*Your tasks*:
1) Copy the part of the micromort text starting at "Before going too" and ending at "risk of 100μp.", word for word.
2) Write the next part of the text on micromorts and small risks, picking up after its last sentence.

*Extract provided*:
======

Howard’s solution was to come up with a better scale than percentages to measure small risks. Shopping for coffee you would not ask for 0.00025 tons (unless you were naturally irritating), you would ask for 250 grams. In the same way, talking about a 1/125,000 or 0.000008 risk of death associated with a hang-gliding flight is rather awkward. With that in mind. Howard coined the term “microprobability” (μp) to refer to an event with a chance of 1 in 1 million and a 1 in 1 million chance of death he calls a “micromort” (μmt). We can now describe the risk of hang-gliding as 8 micromorts and you would have to drive around 3,000km in a car before accumulating a risk of 8μmt, which helps compare these two remote risks.
Before going too far with micromorts, it is worth getting a sense of just how small the probabilities involved really are. Howard observes that the chance of flipping a coin 20 times and getting 20 heads in a row is around 1μp and the chance of being dealt a royal flush in poker is about 1.5μp. In a post about visualising risk I wrote about “risk characterisation theatres” or, for more remote risks, a “risk characterisation stadium”. The lonely little spot in this stadium of 10,000 seats represents a risk of 100μp.
One enthusiastic user of the micromort for comparing remote risks is Professor David Spiegelhalter, a British statistician who holds the professorship of the “Public Understanding of Risk” at the University of Cambridge. He recently gave a public lecture on quantifying uncertainty at the London School of Economics*. The chart below provides a micromort comparison adapted from some of the mortality statistics appearing in Spiegelhalter’s lecture. They are UK figures and some would certainly vary from country to country.
Based on these figures, a car trip across town comes in at a mere 0.003μmt (or perhaps 3 “nanomorts”) and so is much less risk, if less fun, than a hang-gliding flight.
It is worth noting that assessing the risk of different modes of travel can be controversial. It is important to be very clear whether comparisons are being made based on risk per annum, risk per unit distance or risk per trip. These different approaches will result in very different figures. For example, for most people plane trips are relatively infrequent (which will make annual risks look better), but the distances travelled are much greater (so the per unit distance risk will look much better than the per trip risk).

======

*Supplied information*:
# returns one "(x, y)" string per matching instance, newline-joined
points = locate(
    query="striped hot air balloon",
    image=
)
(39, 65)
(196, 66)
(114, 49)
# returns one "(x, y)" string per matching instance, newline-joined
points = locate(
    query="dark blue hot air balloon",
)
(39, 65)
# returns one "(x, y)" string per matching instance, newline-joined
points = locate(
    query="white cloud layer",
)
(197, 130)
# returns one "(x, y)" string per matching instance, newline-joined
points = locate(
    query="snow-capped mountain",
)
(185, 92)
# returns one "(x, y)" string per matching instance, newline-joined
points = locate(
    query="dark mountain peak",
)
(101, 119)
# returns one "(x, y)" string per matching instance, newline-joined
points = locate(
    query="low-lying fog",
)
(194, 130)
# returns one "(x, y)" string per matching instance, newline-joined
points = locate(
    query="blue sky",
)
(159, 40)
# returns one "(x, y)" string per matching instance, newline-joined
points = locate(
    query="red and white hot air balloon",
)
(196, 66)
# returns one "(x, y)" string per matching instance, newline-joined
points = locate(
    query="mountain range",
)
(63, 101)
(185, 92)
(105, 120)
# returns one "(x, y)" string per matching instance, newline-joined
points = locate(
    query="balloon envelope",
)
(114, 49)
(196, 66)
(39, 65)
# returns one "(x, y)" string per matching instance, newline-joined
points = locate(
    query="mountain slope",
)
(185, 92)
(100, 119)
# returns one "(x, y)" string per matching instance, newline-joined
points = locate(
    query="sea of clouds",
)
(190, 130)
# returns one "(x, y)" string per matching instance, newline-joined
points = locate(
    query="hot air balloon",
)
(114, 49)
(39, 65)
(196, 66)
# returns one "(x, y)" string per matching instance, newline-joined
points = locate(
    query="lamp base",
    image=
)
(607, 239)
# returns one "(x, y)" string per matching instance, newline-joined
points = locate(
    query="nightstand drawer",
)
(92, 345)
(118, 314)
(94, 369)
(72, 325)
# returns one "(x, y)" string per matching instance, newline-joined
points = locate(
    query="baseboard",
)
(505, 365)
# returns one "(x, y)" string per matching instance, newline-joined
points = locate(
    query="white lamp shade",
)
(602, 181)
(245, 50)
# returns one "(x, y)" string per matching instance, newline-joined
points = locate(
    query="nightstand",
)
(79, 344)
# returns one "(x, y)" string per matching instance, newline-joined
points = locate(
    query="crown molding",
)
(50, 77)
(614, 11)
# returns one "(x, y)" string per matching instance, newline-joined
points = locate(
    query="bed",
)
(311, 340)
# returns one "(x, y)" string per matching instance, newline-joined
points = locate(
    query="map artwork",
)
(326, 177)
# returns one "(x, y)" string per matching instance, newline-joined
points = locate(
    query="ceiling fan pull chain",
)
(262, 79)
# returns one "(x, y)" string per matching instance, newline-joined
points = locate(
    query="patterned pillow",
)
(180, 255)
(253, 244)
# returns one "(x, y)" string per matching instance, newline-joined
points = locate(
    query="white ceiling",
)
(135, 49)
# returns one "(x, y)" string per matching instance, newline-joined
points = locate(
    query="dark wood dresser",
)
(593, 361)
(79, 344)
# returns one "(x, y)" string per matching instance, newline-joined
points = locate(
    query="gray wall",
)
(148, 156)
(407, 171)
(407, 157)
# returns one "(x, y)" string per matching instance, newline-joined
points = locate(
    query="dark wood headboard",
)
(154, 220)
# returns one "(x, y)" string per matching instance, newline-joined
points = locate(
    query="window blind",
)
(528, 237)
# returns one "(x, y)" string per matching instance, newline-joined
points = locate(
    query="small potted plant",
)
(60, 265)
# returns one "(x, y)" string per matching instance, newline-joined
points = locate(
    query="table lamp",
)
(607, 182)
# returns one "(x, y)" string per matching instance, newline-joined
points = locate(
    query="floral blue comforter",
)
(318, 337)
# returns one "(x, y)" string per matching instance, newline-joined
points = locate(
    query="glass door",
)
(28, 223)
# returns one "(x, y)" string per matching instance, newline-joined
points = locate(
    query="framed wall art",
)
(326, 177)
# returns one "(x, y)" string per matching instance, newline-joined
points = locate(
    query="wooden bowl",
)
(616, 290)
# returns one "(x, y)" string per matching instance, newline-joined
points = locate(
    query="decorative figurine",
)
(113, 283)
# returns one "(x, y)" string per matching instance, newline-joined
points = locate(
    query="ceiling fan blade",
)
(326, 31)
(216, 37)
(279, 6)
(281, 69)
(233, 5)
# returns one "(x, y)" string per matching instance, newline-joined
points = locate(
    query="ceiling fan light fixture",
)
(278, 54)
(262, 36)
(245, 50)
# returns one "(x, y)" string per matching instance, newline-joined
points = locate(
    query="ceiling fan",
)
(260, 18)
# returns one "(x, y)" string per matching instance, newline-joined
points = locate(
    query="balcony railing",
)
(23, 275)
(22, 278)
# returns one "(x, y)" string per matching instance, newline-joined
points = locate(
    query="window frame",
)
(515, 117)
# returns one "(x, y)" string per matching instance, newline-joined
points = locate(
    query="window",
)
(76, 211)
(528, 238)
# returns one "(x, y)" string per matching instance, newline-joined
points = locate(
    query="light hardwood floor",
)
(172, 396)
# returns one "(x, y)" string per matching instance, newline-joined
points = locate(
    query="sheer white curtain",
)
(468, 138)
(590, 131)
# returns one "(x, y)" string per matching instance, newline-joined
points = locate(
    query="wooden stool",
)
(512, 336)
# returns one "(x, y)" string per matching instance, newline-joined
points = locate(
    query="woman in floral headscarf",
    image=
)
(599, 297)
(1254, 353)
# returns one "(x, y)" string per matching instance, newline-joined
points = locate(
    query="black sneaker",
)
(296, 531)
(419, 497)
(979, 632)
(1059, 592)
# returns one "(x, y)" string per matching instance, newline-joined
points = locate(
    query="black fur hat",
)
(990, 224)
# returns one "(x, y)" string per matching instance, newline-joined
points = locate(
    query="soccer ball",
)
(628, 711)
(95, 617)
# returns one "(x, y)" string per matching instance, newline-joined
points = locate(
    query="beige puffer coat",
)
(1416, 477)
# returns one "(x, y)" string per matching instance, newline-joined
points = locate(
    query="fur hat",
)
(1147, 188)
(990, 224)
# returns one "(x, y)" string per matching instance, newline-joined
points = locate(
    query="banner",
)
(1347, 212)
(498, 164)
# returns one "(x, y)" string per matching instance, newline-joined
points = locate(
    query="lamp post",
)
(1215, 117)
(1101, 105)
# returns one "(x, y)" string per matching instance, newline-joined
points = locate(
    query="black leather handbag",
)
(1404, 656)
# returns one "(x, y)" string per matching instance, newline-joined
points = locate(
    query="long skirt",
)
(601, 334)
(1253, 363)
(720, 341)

======

*Final answers*:
1)
Before going too far with micromorts, it is worth getting a sense of just how small the probabilities involved really are. Howard observes that the chance of flipping a coin 20 times and getting 20 heads in a row is around 1μp and the chance of being dealt a royal flush in poker is about 1.5μp. In a post about visualising risk I wrote about “risk characterisation theatres” or, for more remote risks, a “risk characterisation stadium”. The lonely little spot in this stadium of 10,000 seats represents a risk of 100μp.

2)
Here are two final statistics to round out the context for the micromort unit of measurement: the average risk of premature death (i.e. dying of non-natural causes) in a single day for someone living in a developed nation is about 1μmt and the risk for a British soldier serving in Afghanistan for one day is about 33μmt.
*Thanks to Stephen from the SURF group for bringing this lecture to my attention.
Possibly Related Posts (automatically generated):
- Shark season (31 December 2013)
- Visualizing smoking risk (21 October 2010)
- The Mathematics of NT-plus Screening (29 September 2008)
- Shades of grey (23 October 2010)
Another fascinating piece from the Mule.
I think the following can’t be correct though:
> the average risk of premature death for someone living
> in a developed nation is about 1μmt
The homicide rate alone (surely a homicide must result in a premature death)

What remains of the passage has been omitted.